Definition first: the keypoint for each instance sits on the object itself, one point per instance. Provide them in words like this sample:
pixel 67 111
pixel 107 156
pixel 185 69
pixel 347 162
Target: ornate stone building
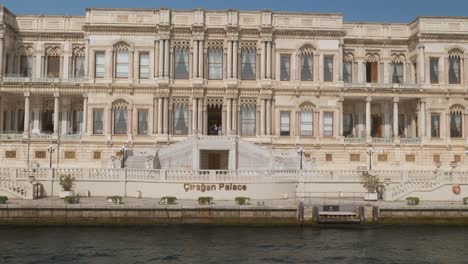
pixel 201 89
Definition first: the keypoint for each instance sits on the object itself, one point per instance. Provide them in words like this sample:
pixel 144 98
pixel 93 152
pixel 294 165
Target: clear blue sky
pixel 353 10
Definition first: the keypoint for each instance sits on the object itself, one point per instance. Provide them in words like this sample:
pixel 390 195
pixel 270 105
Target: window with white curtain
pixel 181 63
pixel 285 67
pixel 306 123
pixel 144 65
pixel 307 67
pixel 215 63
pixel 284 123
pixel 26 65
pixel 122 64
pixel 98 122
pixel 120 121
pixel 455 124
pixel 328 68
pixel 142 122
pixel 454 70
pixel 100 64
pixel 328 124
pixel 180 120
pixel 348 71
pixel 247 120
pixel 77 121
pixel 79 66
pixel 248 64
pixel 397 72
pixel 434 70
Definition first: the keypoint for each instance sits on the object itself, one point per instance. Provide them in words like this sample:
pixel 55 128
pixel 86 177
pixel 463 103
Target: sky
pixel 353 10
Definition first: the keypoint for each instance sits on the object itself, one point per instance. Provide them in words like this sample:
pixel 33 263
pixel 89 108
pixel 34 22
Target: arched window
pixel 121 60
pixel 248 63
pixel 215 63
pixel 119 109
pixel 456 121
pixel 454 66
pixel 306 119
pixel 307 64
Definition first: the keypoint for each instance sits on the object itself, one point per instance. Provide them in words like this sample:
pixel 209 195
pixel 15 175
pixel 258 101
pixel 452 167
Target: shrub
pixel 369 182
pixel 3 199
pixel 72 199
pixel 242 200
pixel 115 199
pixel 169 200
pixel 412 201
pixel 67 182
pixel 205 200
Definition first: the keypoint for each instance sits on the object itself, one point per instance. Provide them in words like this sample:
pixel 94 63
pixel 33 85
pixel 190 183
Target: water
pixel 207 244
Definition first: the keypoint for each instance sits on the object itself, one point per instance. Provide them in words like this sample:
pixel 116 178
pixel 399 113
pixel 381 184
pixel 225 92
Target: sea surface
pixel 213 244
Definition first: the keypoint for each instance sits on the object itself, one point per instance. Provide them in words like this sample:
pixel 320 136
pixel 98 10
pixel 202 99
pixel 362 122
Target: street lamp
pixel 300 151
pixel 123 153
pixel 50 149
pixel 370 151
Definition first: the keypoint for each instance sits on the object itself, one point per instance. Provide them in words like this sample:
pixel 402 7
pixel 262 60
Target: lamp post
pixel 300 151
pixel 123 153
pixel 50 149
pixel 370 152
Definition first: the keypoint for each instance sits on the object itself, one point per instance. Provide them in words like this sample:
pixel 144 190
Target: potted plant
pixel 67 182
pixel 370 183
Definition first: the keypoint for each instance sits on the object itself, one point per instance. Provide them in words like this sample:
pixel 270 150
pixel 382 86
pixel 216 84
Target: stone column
----
EXERCISE OBJECTIVE:
Among the records above, extract exactly the lines from the line with "Target: sky" to the line with "pixel 452 167", both lines included, and leave out the rest.

REPLY TO THE TASK:
Target: sky
pixel 353 10
Definition first: the keypoint for each instance sits on the object itself, one point per instance. Provide them in words like this sample:
pixel 33 263
pixel 89 108
pixel 34 22
Target: arched window
pixel 121 60
pixel 248 63
pixel 215 63
pixel 119 109
pixel 456 121
pixel 454 66
pixel 306 119
pixel 307 64
Definition first: the keypoint for each instance sits on the object itself, one point per instance. Provide them in words like this sample:
pixel 209 195
pixel 15 175
pixel 258 101
pixel 452 167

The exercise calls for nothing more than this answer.